§ SOURCE DATA:
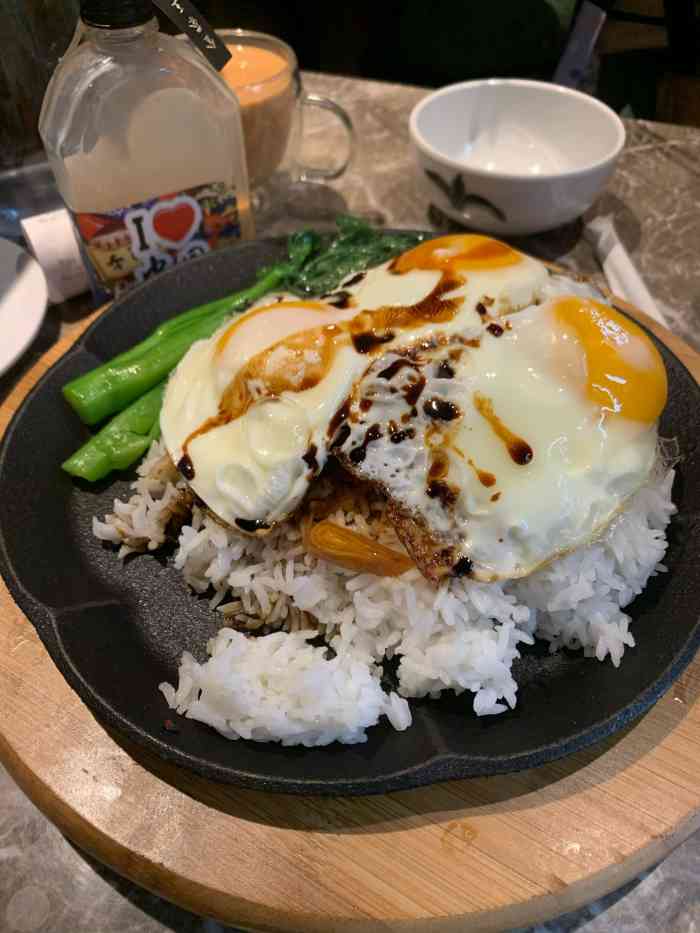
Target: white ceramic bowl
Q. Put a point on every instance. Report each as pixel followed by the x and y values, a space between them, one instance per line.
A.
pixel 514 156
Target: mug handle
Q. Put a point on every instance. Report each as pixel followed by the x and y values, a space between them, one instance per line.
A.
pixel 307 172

§ ABOUT THIS TASK: Print exactly the stretch of lines beginning with the one that holds "Target: mug handle" and ending at the last line above.

§ SOLUTION TO THIS TASK:
Target: mug handle
Q. Put a point on every instance. Report each as pixel followed by the x and y values, a space between them, one instance per line.
A.
pixel 307 172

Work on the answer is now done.